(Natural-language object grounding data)
== Segment start ==

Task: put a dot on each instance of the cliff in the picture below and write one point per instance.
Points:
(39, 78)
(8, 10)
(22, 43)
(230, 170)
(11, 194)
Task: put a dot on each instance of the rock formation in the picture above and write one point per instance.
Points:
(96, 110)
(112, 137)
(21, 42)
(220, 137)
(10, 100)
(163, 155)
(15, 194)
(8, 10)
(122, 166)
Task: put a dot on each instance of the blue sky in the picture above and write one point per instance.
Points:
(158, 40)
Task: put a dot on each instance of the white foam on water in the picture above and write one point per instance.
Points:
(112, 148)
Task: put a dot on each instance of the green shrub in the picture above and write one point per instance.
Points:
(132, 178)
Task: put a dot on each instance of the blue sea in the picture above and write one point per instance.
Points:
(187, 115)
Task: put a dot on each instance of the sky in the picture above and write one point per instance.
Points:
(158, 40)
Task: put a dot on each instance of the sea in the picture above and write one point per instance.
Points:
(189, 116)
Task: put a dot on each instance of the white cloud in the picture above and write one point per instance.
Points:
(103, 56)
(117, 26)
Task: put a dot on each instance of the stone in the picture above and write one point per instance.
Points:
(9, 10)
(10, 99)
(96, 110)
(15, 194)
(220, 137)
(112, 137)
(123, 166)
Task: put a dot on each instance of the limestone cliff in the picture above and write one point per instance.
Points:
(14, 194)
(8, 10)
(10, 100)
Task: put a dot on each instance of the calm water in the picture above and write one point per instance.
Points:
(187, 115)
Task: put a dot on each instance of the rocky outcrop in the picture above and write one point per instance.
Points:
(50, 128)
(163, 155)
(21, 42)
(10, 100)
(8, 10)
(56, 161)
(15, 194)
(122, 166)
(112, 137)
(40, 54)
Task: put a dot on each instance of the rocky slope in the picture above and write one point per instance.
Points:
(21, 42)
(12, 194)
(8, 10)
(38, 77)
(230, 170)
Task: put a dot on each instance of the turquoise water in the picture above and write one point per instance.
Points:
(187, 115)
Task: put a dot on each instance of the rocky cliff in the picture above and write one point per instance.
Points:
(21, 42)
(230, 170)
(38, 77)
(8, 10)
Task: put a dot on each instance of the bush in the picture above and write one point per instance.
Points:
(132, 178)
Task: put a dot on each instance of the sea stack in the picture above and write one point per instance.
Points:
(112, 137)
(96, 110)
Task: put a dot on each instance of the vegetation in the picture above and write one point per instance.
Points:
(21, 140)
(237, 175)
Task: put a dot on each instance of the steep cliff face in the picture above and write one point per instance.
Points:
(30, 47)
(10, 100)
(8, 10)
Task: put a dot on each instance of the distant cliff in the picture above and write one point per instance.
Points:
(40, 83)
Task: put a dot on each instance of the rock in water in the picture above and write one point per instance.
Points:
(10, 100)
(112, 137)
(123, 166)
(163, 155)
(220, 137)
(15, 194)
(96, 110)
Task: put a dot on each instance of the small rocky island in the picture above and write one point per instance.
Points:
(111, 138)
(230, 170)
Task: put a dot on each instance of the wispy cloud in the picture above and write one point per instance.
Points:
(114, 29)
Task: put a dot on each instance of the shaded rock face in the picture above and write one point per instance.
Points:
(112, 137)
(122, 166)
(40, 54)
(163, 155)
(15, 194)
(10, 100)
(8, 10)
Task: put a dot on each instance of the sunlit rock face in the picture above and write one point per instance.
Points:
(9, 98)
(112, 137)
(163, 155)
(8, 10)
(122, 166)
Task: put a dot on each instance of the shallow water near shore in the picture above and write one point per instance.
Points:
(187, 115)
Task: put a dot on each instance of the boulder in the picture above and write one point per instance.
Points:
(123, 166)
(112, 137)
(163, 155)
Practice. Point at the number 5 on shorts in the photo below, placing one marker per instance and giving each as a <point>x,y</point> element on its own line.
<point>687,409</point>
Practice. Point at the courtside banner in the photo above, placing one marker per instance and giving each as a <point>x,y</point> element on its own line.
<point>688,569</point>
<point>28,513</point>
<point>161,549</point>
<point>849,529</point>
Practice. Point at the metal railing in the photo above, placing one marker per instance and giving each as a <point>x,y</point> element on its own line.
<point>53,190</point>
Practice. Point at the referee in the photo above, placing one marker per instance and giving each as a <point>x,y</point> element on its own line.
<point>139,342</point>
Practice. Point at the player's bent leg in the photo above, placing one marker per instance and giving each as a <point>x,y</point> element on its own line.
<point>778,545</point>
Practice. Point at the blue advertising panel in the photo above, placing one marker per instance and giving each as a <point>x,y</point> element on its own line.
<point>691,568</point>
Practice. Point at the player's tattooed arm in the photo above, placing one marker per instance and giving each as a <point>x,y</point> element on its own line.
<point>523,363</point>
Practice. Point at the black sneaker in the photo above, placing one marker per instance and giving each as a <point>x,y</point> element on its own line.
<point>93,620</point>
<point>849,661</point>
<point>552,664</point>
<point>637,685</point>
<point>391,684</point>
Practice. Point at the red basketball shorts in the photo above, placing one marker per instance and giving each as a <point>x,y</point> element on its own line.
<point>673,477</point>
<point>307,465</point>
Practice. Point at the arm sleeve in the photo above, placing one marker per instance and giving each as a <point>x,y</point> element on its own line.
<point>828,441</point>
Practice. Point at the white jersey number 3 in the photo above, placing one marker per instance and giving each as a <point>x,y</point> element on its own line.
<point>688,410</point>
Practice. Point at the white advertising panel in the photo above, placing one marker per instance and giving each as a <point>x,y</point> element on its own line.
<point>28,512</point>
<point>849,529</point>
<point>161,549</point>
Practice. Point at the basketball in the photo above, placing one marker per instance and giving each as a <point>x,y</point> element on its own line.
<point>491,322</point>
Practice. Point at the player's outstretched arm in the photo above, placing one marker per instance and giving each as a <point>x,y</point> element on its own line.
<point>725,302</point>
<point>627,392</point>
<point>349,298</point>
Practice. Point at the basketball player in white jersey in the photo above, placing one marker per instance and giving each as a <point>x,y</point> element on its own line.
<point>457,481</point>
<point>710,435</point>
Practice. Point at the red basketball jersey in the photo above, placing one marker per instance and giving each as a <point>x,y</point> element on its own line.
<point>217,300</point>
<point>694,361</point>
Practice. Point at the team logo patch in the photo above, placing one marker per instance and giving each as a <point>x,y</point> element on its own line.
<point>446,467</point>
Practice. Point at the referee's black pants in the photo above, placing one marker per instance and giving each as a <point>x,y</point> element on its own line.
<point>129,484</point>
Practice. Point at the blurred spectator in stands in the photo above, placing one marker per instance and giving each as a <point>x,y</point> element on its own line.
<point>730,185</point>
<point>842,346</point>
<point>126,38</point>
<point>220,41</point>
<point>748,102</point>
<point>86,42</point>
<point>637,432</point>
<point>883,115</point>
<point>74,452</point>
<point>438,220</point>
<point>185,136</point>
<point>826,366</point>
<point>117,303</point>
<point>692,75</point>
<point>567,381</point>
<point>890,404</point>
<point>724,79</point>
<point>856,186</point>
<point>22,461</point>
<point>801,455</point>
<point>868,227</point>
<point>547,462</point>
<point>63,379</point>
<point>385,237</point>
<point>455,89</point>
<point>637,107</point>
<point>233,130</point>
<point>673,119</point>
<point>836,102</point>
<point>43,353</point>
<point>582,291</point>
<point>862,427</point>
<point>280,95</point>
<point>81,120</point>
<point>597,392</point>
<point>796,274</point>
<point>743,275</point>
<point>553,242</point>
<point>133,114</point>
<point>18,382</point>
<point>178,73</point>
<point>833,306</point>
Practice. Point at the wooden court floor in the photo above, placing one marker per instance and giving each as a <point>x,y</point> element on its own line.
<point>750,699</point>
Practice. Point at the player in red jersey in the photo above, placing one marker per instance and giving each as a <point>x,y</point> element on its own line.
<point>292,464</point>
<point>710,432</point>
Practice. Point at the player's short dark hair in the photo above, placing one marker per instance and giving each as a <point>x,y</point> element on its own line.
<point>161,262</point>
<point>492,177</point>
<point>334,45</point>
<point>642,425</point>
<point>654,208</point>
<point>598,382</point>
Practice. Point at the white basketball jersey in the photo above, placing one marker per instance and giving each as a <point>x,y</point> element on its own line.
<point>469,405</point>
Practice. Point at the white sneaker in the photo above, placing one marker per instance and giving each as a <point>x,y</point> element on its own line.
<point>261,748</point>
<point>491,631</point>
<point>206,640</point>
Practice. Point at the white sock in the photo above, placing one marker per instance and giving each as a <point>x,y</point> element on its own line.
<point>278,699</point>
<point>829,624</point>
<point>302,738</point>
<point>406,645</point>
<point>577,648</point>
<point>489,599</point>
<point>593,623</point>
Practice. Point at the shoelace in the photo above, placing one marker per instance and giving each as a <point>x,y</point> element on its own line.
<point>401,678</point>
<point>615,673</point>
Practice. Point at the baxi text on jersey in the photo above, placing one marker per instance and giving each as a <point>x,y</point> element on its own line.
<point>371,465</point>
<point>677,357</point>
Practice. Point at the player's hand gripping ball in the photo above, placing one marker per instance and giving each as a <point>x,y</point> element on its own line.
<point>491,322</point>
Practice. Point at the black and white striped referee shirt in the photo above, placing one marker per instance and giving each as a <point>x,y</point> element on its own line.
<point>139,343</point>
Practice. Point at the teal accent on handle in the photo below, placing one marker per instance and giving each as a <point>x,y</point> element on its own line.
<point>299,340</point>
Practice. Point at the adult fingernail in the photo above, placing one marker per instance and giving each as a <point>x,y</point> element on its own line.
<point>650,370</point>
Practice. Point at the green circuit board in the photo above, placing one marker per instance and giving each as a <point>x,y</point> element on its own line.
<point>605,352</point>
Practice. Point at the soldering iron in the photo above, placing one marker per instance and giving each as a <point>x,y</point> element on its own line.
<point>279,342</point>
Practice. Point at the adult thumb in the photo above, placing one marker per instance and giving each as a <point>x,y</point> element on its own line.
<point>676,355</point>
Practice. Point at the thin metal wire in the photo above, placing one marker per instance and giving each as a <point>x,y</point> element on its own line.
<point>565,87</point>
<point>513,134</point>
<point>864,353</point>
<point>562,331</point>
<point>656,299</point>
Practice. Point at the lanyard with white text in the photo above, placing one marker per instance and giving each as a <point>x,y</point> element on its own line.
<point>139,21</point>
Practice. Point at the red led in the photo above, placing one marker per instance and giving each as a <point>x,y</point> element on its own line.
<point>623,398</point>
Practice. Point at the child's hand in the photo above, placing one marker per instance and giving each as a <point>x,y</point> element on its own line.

== Segment end ==

Your task | Word for word, restate the entries from the first line to the line that has "Task: put a dot on each instance of the rocky outcrop", both included, and nothing else.

Result |
Task: put a dot on each instance of the cliff in the picture below and write one point per instance.
Points:
(39, 78)
(8, 10)
(22, 43)
(230, 170)
(11, 194)
Task: put a dot on each instance of the rock formation in the picture above and write one point per instance.
Points:
(96, 110)
(112, 137)
(21, 42)
(220, 137)
(10, 100)
(163, 155)
(15, 194)
(8, 10)
(122, 166)
Task: put a dot on each instance of the blue sky in the picture above and write one point per instance.
Points:
(158, 40)
Task: put a dot on each instance of the white foam on water in the picture above and write one point per instance.
Points:
(112, 148)
Task: put a dot on each instance of the green shrub in the picture above and write one point per instance.
Points:
(132, 178)
Task: put a dot on each instance of the blue sea in the picture above and write one point per instance.
Points:
(187, 115)
Task: put a dot on each instance of the sky in the picture above and write one point per instance.
Points:
(158, 40)
Task: put a dot on each instance of the sea in the picture above and write one point per instance.
Points:
(189, 116)
Task: put a dot on each instance of the white cloud in the picture above and write one point per instance.
Points:
(103, 56)
(117, 26)
Task: put a dot on each instance of the stone in the picture above and write one point per instance.
Points:
(9, 10)
(10, 99)
(96, 110)
(15, 194)
(220, 137)
(112, 137)
(123, 166)
Task: put a dot on each instance of the limestone cliff in the picture above and write one point per instance.
Points:
(14, 194)
(8, 10)
(10, 100)
Task: put a dot on each instance of the calm water in the picture above and write one point per instance.
Points:
(187, 115)
Task: put a dot on each instance of the rocky outcrop in the picture above and write one point per instance.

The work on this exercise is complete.